### Supplied entries:
>>>>>
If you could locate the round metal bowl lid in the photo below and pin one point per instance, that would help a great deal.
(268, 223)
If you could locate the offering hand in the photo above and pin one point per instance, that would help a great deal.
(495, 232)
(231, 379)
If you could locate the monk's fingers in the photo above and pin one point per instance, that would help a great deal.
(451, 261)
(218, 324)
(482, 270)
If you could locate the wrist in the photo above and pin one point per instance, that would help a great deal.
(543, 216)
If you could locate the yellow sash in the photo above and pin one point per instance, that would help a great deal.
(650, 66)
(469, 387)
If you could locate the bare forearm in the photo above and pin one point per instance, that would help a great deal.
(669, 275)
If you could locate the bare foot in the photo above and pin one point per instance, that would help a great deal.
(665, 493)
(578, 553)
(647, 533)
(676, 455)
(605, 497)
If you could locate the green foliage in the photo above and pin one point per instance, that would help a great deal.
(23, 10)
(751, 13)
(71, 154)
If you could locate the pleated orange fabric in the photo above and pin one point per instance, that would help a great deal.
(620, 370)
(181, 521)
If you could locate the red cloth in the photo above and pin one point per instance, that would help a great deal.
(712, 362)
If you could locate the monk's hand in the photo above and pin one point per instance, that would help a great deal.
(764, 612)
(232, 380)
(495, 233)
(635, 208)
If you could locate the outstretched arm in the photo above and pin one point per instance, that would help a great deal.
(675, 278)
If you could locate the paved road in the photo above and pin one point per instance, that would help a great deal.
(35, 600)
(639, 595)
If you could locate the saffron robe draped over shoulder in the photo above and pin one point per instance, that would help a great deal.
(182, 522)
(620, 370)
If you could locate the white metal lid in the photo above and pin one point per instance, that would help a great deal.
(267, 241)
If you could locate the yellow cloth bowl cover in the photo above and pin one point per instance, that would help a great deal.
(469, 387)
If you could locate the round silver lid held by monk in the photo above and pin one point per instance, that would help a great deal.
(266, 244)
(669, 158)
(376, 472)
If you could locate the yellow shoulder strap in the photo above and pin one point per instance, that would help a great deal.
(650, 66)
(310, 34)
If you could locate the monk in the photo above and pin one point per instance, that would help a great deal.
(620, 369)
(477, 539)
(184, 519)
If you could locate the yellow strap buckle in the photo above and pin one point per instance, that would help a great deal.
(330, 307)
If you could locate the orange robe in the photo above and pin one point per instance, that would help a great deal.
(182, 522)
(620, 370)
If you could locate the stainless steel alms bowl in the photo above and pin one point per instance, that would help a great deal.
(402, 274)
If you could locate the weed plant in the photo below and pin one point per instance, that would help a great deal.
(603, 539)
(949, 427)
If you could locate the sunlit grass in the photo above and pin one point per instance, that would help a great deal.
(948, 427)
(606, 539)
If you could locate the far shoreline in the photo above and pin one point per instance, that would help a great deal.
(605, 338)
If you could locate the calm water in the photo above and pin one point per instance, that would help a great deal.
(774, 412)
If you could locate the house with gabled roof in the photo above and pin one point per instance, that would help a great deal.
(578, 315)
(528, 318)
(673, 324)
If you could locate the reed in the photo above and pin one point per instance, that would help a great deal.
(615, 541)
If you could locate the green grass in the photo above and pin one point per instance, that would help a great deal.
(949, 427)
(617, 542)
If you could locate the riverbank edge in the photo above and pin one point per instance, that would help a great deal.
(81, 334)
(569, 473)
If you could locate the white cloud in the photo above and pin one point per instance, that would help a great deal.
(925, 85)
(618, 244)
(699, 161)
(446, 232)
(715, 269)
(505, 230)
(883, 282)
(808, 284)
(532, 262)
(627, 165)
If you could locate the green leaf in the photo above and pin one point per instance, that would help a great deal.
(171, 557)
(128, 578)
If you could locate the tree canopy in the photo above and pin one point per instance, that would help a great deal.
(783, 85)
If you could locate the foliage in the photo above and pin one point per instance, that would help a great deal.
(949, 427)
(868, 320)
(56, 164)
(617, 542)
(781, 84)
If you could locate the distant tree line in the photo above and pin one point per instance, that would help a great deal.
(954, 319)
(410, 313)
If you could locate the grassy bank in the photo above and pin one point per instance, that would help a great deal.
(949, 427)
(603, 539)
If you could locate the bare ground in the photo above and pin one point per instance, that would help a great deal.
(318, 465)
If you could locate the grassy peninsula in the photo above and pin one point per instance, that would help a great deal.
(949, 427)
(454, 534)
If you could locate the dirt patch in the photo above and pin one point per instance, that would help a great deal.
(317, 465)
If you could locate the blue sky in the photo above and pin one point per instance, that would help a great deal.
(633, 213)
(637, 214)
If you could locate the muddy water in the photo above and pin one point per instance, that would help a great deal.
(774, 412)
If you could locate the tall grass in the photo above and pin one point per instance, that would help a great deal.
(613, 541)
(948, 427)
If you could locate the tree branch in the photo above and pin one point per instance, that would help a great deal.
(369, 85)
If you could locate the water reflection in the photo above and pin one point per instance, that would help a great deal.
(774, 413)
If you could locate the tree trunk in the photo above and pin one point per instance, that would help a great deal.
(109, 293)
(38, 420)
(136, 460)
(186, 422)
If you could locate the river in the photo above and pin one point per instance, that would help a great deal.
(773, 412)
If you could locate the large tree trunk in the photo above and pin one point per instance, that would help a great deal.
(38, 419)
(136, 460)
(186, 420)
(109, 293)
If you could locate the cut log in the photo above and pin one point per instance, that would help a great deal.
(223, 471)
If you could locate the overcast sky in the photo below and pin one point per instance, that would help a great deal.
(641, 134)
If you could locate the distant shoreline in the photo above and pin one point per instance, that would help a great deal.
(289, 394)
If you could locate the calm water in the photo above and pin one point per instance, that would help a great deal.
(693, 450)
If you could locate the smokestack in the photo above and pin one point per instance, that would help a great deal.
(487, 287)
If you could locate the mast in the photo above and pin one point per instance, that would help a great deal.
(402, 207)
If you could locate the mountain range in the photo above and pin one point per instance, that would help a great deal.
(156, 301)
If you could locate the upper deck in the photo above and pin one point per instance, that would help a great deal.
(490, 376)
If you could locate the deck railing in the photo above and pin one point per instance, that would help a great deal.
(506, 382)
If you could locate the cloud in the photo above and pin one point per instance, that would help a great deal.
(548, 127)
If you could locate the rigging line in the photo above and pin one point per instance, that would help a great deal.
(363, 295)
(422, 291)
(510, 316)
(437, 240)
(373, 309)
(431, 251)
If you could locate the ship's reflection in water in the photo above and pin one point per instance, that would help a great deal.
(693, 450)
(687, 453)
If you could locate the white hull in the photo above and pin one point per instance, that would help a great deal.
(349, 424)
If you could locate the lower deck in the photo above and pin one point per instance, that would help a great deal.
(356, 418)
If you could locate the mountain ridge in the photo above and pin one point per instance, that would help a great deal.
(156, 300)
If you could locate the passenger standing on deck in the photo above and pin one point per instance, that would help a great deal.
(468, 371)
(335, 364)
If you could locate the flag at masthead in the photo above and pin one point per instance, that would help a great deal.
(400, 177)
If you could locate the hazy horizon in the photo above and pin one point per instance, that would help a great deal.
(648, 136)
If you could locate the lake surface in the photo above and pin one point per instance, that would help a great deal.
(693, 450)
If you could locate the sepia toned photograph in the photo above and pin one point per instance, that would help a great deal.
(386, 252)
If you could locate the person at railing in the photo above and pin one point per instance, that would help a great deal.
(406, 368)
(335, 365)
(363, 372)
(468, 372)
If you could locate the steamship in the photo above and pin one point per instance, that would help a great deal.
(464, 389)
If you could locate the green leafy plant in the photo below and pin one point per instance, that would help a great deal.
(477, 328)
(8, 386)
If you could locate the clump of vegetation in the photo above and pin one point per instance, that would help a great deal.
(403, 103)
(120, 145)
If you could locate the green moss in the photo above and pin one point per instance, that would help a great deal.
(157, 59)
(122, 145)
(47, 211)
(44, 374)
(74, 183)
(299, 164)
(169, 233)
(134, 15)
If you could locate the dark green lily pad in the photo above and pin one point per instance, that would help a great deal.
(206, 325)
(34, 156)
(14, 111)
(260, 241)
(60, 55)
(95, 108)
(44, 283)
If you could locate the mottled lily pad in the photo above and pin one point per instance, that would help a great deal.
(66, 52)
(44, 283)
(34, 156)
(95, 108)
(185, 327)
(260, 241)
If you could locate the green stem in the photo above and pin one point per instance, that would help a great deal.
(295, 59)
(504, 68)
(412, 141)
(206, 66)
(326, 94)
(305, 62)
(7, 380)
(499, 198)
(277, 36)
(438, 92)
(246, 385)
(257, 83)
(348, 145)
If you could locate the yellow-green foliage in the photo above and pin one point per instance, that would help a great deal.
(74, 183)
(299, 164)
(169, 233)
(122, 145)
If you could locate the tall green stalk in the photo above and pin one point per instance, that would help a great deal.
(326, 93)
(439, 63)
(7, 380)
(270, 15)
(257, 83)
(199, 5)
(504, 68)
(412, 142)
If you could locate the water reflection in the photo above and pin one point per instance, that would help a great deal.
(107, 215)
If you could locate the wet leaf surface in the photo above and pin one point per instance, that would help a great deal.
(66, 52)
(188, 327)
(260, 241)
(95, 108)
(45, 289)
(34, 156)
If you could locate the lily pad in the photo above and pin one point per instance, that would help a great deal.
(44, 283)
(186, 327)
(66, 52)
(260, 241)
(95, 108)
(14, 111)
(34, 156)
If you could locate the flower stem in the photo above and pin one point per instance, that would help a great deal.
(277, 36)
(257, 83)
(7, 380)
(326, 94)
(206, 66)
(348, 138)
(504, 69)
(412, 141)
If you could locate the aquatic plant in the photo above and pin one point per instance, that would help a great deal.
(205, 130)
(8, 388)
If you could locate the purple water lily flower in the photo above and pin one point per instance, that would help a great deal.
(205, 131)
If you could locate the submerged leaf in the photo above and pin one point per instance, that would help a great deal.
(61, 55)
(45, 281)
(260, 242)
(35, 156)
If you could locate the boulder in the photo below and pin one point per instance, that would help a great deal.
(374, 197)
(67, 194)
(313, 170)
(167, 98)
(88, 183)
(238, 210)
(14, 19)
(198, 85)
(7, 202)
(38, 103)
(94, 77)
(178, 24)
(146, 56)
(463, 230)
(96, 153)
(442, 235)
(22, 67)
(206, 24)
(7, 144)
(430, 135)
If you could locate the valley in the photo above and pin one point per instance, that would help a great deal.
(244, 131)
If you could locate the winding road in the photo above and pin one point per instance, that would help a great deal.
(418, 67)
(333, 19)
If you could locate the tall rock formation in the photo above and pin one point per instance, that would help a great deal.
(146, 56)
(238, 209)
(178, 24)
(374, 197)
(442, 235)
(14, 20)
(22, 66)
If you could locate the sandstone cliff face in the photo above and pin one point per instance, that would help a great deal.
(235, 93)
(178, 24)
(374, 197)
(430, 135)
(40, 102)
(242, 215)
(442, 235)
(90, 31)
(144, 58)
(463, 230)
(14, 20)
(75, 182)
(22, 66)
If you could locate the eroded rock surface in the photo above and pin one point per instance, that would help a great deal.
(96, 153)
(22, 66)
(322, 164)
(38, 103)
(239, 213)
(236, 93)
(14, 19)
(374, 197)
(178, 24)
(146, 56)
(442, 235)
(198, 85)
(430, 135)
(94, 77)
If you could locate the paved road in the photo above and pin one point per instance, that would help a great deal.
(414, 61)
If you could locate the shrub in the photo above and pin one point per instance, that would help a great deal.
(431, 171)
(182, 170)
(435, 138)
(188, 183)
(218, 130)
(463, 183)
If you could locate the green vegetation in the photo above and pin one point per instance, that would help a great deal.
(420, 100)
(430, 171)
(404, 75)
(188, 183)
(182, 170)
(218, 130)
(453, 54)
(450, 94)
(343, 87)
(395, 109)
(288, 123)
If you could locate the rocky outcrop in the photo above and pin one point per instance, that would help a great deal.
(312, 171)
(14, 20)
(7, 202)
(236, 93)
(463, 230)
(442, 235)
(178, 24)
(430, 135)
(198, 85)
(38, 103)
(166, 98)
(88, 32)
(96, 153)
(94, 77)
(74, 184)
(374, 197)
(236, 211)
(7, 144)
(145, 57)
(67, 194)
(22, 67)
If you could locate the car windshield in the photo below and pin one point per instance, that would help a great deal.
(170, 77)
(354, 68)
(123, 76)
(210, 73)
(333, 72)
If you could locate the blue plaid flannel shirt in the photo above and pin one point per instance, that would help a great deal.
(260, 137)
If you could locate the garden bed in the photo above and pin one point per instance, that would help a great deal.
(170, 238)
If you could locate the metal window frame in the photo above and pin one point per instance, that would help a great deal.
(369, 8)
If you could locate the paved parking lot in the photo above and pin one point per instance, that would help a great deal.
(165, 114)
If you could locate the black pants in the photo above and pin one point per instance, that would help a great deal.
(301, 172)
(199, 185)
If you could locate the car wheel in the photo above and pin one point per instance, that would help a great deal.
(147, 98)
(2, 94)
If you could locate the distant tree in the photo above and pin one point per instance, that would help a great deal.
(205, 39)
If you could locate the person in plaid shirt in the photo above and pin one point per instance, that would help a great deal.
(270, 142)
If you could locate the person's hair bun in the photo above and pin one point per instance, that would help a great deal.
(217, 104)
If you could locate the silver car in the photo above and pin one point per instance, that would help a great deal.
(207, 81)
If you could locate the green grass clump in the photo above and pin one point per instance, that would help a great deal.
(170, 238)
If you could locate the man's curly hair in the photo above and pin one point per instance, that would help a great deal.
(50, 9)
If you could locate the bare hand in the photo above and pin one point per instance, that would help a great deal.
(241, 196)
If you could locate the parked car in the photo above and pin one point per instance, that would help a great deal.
<<<<<
With the line containing "If you could locate the silver" as the first and the last line of the records as the final one, print exactly the lines in that span.

If you could locate the silver car in the photo above and pin one point per instance, that would help a great deal.
(207, 81)
If you could locate the green grass clump in the photo above and pin one point per instance, that would help a great deal.
(170, 238)
If you could locate the man's curly hair in the photo above and pin one point per instance, that would help a great deal.
(50, 9)
If you could locate the bare hand in the photo above and pin one point per instance, that would help a great deal.
(241, 196)
If you could locate the parked car in the photo above and pin one point per instance, that would help a great deal.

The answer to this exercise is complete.